### Entries shown
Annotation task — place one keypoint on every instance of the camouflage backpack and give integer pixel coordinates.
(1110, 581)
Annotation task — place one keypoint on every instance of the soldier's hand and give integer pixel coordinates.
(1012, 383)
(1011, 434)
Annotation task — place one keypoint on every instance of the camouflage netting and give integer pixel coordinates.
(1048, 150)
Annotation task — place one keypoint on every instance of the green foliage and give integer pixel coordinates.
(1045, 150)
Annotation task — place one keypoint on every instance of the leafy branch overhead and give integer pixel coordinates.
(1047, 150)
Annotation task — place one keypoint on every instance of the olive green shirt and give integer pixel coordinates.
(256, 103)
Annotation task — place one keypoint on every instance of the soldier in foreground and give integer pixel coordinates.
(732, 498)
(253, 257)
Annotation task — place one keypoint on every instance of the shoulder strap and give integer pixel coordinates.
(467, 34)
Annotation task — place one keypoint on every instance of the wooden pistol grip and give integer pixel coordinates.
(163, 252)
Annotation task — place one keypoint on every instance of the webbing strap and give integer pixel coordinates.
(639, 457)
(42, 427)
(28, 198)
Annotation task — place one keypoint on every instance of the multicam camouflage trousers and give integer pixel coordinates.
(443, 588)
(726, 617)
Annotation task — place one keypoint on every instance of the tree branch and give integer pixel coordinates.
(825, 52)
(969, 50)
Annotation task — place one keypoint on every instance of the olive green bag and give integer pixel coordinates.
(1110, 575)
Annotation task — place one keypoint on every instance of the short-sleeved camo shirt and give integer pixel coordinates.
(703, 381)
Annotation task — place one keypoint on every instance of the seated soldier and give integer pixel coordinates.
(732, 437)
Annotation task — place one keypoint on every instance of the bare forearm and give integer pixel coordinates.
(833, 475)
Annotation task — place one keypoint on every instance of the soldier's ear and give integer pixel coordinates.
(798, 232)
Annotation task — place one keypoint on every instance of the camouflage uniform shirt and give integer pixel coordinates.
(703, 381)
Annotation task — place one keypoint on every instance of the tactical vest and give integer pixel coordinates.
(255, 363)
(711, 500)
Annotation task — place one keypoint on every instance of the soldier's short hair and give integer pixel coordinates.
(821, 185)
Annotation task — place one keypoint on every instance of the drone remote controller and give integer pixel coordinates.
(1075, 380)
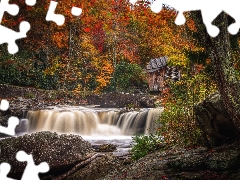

### Work order
Which lines run from the one containing "hair and give integer pixel coordinates." through the last line of the entries above? Output them exactly, both ends included, with no pictures.

### Written solution
Annotation task — place one keypoint on every instance of the soldier's short hair and give integer pixel coordinates.
(821, 185)
Annotation task — place one keypoint on every instance of the drone remote controller and give integer pixel coordinates.
(1075, 380)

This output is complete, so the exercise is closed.